TUGAS YANG DIMINTA
a) Menurut teks tentang kepalsuan, apa arti kata munafik?
b) Tulis ulang baris-baris daftar mulai dari baris yang memuat "cabin wall, where" sampai baris yang memuat "x=642, y=257", kedua baris itu ikut serta, termasuk perintahnya. Skalakan setiap koordinat jawaban dengan mengalikannya 1,6 lalu membulatkannya ke bilangan bulat (setengah dibulatkan ke atas), dan biarkan angka lain tetap.

TEKS SUMBER
<<<<

Kepalsuan Menghalangi Pengenalan (Pesan Gembala, 9 Februari 2020)

Yohanes 1:45-51 (47) Kata Filipus kepadanya: “Mari dan lihatlah!” Yesus melihat Natanael datang kepada-Nya, lalu berkata tentang dia: “Lihat, inilah seorang Israel sejati, tidak ada kepalsuan di dalamnya!” 

Pada waktu itu, di dalam praktek pergaulan hidup, orang Israel mahir sekali mempergunakan segala tipu daya muslihat untuk mengakali hukum Tuhan itu. Mereka mahir sekali dalam memutarbalikkan fakta. Yang benar bisa mereka katakan tidak benar dan yang tidak benar bisa mereka katakan benar. Dan untuk hal itu mereka berani mengangkat sumpah untuk memperkuat legitimasi mereka atas kebohongan mereka. 

Bahkan para pedagang yang ada di bait suci sekalipun berani bersumpah demi sorga bahwa dagangan mereka dapat dipercaya harganya. Maka terjadilah pembohongan yang sangat salah. Mereka berani mengatasnamakan sorga, atau bahkan demi nama Tuhan sendiri. Semua itu dilakukan dengan tujuan agar membuat orang lain menjadi percaya demi untuk keuntungan diri pribadi semata-mata. 

Bagaimana dengan dunia kerohanian masa kini, apakah ada produk palsu di dalamnya? Ternyata ada. Salah satu istilah kepalsuan di dalam kerohanian seringkali digunakan kata munafik. Munafik memiliki arti orang yang perkataannya berbeda dengan isi hatinya, apa yang diucapkan tidak sesuai dengan perbuatannya. Munafik dalam arti kata lain penuh kepalsuan, seperti yang dilakukan oleh ahli-ahli Taurat dan orang Farisi di zaman tersebut. Mereka sangat ahli dalam hal kitab suci mereka, tetapi sayang tidak selaras dengan perbuatannya. 

Hidup dalam kepalsuan adalah tanda bahwa seseorang tidak sungguh-sungguh bertobat dan tidak memiliki hati yang takut akan Tuhan. Karena tidak ingin kehilangan pamor atau reputasinya, maka orang dengan segala upaya berusaha menutup-nutupi segala kebobrokannya dengan menampilkan hidup yang seolah-olah rohani dengan tujuan agar dipuji, dihormati dan dihargai orang lain.

>>>>

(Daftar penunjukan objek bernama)
<<<<

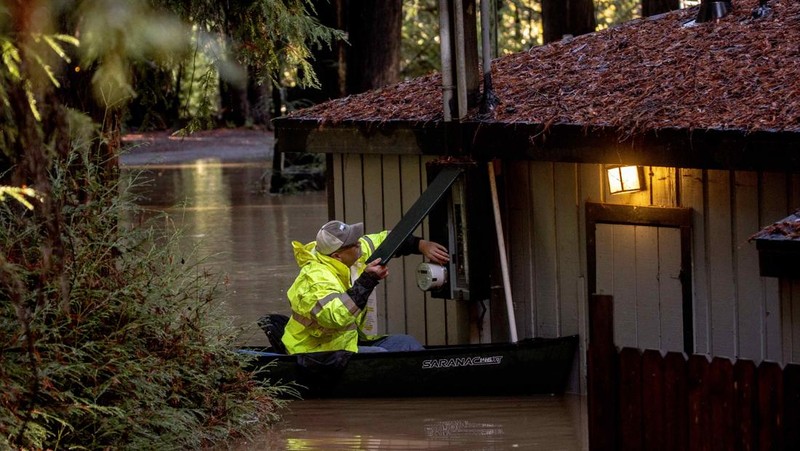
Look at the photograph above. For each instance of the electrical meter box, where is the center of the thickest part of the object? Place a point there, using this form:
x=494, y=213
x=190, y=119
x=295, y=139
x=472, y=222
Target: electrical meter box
x=463, y=221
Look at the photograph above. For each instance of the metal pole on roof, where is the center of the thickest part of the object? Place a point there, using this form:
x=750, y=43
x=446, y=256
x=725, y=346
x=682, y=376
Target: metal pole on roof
x=447, y=59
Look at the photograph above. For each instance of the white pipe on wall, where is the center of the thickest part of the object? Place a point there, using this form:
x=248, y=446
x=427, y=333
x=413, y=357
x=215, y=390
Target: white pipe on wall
x=501, y=244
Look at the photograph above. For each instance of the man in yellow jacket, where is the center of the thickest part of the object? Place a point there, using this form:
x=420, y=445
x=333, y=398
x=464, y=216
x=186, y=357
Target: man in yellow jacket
x=329, y=296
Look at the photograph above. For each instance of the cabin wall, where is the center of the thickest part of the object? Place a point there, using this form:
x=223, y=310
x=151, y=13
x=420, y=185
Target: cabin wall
x=736, y=313
x=378, y=190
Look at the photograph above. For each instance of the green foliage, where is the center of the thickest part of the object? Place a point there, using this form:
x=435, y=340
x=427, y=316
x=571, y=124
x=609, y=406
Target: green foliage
x=108, y=339
x=129, y=347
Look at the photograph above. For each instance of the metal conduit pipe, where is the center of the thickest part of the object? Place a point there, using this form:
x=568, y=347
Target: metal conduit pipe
x=447, y=59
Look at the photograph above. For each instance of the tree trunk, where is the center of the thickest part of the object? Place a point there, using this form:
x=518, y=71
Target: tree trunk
x=373, y=58
x=653, y=7
x=329, y=63
x=567, y=17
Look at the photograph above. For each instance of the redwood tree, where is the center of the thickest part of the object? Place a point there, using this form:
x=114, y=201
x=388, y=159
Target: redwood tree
x=567, y=17
x=373, y=58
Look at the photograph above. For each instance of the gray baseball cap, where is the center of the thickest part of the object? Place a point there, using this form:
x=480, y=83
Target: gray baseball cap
x=335, y=235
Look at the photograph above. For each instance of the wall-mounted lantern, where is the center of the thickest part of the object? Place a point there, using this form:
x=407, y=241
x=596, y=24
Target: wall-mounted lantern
x=625, y=179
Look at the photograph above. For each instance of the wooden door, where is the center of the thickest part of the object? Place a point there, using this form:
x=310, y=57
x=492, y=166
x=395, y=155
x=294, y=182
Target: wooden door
x=640, y=266
x=642, y=257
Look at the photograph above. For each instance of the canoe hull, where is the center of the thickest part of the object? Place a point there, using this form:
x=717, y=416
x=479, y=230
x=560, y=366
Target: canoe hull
x=534, y=366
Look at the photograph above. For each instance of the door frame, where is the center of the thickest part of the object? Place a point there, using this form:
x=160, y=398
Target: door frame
x=673, y=217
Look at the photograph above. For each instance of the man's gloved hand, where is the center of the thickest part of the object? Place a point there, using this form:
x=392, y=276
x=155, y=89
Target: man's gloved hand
x=434, y=252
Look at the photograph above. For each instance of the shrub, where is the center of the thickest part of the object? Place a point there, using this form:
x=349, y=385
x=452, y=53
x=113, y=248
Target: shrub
x=123, y=343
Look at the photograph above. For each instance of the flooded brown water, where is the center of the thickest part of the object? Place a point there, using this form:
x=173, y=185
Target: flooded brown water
x=246, y=236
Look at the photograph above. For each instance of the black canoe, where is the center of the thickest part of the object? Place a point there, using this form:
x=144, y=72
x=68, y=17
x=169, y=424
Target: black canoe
x=531, y=366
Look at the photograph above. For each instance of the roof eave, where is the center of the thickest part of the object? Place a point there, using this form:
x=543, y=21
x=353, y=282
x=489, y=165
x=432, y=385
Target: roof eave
x=672, y=147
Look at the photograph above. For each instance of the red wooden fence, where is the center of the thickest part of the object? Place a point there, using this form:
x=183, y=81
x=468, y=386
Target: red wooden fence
x=653, y=401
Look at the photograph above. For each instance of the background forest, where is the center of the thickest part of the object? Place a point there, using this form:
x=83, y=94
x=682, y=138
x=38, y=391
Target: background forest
x=108, y=338
x=382, y=43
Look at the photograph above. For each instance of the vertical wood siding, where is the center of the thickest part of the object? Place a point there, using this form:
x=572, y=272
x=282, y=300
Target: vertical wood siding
x=378, y=190
x=736, y=313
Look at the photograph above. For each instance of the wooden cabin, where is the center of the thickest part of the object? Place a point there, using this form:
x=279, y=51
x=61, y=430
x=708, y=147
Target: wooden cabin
x=707, y=113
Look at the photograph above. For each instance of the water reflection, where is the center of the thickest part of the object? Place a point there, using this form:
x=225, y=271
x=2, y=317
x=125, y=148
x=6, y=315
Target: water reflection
x=243, y=233
x=246, y=235
x=479, y=423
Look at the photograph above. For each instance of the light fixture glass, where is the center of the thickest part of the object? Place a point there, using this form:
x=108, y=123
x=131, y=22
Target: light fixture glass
x=625, y=179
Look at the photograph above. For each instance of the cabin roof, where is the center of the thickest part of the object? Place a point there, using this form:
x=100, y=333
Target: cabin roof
x=787, y=229
x=663, y=82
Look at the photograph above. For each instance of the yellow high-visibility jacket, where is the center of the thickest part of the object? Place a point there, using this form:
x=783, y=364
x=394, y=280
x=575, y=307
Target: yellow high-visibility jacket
x=324, y=318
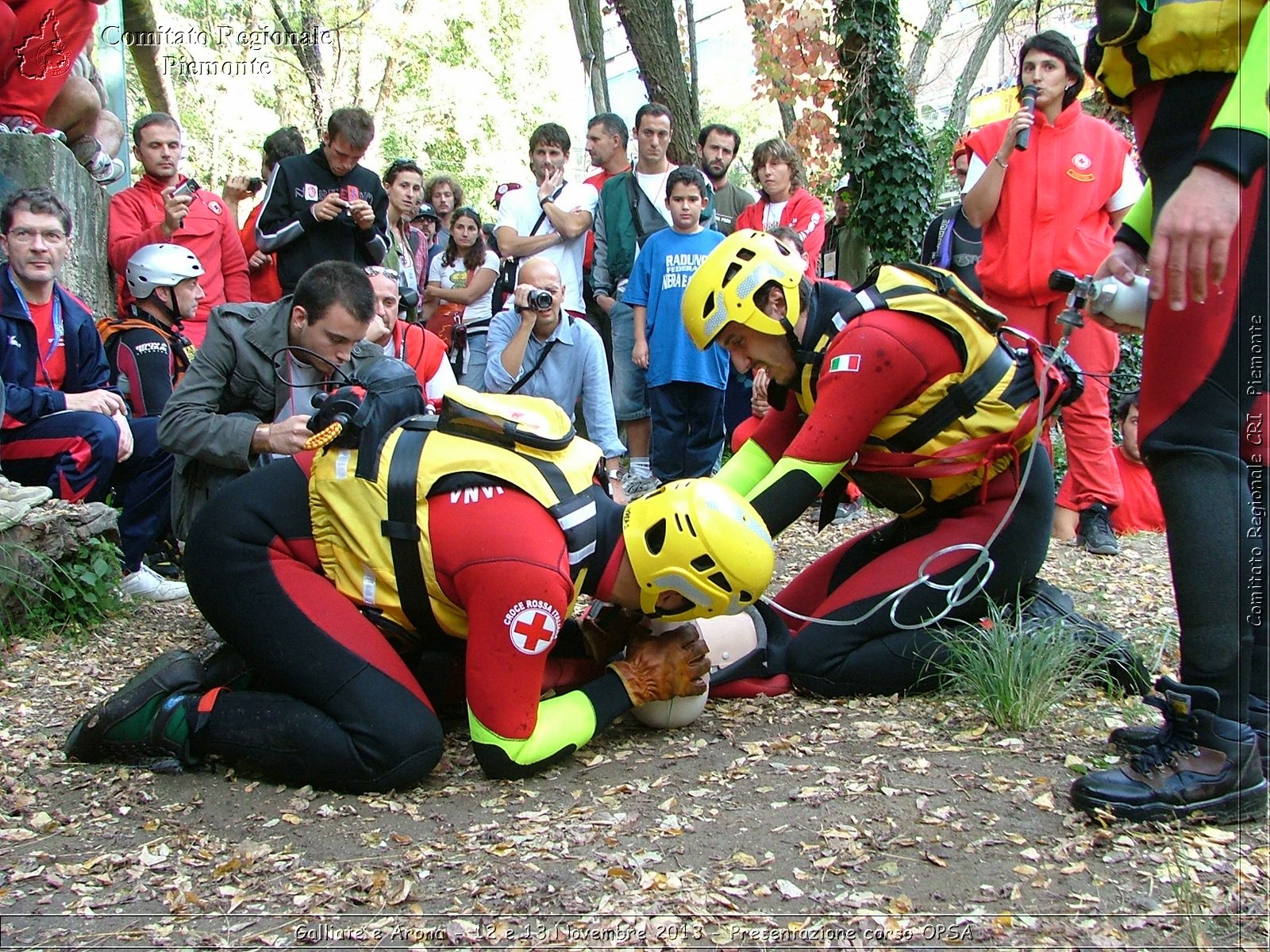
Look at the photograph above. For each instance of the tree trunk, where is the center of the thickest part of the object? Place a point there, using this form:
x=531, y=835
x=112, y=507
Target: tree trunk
x=389, y=83
x=882, y=144
x=992, y=27
x=588, y=29
x=939, y=10
x=651, y=29
x=309, y=55
x=139, y=17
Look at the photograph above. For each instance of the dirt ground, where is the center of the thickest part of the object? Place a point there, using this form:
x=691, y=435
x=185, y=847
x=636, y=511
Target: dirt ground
x=784, y=823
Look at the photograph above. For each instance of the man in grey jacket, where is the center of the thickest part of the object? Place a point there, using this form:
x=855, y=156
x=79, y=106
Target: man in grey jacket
x=248, y=395
x=632, y=207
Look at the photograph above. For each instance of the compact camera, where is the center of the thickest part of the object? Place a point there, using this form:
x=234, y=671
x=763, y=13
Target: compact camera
x=539, y=300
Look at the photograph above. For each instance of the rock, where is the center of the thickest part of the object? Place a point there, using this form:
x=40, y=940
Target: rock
x=27, y=162
x=50, y=532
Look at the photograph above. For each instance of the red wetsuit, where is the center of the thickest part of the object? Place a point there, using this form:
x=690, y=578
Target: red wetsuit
x=346, y=710
x=264, y=281
x=1140, y=508
x=44, y=40
x=892, y=359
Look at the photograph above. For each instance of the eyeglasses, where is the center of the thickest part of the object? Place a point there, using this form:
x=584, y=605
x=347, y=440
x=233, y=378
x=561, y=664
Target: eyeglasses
x=25, y=236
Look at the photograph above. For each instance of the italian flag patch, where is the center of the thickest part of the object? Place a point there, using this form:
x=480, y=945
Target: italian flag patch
x=846, y=362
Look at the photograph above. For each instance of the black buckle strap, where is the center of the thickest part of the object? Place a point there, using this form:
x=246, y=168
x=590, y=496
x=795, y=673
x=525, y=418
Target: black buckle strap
x=960, y=401
x=402, y=528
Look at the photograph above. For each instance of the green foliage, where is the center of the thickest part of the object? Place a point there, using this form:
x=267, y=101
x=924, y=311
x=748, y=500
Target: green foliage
x=1018, y=673
x=1128, y=376
x=880, y=137
x=74, y=597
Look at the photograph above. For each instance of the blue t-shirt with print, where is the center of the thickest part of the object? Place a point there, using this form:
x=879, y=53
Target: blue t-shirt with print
x=660, y=272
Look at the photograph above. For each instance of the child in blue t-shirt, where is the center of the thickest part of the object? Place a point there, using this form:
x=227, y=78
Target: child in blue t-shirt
x=685, y=385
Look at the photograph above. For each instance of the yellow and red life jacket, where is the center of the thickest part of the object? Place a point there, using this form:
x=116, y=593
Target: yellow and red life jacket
x=371, y=522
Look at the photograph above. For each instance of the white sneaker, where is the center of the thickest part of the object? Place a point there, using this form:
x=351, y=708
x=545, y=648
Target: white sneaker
x=13, y=492
x=146, y=584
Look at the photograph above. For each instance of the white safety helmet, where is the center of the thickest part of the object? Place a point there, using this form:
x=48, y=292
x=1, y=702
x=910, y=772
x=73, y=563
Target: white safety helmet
x=160, y=267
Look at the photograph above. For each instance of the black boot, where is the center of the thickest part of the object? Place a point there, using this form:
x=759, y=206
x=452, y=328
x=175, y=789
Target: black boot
x=1138, y=738
x=1204, y=763
x=145, y=720
x=1095, y=531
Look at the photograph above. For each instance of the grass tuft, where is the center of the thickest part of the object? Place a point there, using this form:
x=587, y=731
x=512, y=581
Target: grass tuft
x=1018, y=673
x=73, y=597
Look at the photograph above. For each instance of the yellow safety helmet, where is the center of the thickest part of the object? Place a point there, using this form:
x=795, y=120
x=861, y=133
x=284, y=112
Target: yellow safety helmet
x=702, y=539
x=724, y=286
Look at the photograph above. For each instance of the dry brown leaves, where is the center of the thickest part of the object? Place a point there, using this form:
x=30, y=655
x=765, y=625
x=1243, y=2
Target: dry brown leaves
x=789, y=823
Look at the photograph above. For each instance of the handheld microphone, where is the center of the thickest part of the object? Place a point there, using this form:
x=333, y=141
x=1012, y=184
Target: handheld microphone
x=1030, y=106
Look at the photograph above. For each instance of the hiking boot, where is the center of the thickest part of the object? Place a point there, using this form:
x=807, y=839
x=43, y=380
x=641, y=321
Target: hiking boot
x=1095, y=531
x=1138, y=738
x=146, y=584
x=13, y=492
x=105, y=169
x=146, y=719
x=1203, y=763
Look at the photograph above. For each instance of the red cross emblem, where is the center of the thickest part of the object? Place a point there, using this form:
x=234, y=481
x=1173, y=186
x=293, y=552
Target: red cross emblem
x=533, y=631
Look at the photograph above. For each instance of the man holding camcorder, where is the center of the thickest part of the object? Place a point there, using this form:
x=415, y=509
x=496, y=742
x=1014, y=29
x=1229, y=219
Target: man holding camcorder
x=167, y=207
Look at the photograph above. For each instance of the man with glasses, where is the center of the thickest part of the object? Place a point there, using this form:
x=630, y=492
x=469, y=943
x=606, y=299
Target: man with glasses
x=64, y=425
x=248, y=395
x=412, y=343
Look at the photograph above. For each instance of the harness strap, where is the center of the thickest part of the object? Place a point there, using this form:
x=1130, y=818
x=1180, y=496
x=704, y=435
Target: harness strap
x=402, y=528
x=959, y=401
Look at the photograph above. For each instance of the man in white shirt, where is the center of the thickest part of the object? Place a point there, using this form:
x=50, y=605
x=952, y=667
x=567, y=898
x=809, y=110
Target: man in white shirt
x=552, y=220
x=633, y=207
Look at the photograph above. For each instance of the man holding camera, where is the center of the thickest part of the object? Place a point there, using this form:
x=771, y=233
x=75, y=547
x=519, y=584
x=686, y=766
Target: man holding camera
x=324, y=206
x=539, y=349
x=167, y=207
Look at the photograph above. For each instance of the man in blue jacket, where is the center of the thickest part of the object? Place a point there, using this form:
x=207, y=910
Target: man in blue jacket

>>>>

HASIL TIAP TUGAS
a) Orang yang perkataannya berbeda dengan isi hatinya, apa yang diucapkan tidak sesuai dengan perbuatannya.

b)
Look at the photograph above. For each instance of the cabin wall, where is the center of the thickest part of the object? Place a point there, using this form:
x=223, y=310
x=151, y=13
x=420, y=185
Target: cabin wall
x=1178, y=501
x=605, y=304
Look at the photograph above. For each instance of the green foliage, where is the center of the thickest part of the object? Place a point there, using this form:
x=435, y=340
x=427, y=316
x=571, y=124
x=609, y=406
Target: green foliage
x=173, y=542
x=206, y=555
Look at the photograph above. For each instance of the metal conduit pipe, where is the center of the thickest part of the object? Place a point there, using this form:
x=568, y=347
Target: metal conduit pipe
x=715, y=94
Look at the photograph above. For each instance of the tree trunk, where is the center of the thickest part of the object? Place a point there, using this form:
x=518, y=71
Target: tree trunk
x=597, y=93
x=1045, y=11
x=526, y=101
x=907, y=27
Look at the photograph above. For each instance of the redwood tree, where is the center of the thickest part of the object? Place a point there, using this form:
x=114, y=201
x=388, y=159
Target: redwood tree
x=907, y=27
x=597, y=93
Look at the photograph above. For each instance of the gray baseball cap, where is the center of the thickest part of the object? Place a point there, using this form:
x=480, y=83
Target: gray baseball cap
x=536, y=376
Look at the photograph above. For each instance of the wall-mounted lantern, where is the center of the thickest part of the object? Place a point there, using this form:
x=407, y=241
x=596, y=24
Target: wall-mounted lantern
x=1000, y=286
Look at the photograph above. For each instance of the wooden door, where is the center of the thickest part of the object? Place a point there, using this form:
x=310, y=57
x=492, y=166
x=395, y=155
x=294, y=182
Target: wooden door
x=1024, y=426
x=1027, y=411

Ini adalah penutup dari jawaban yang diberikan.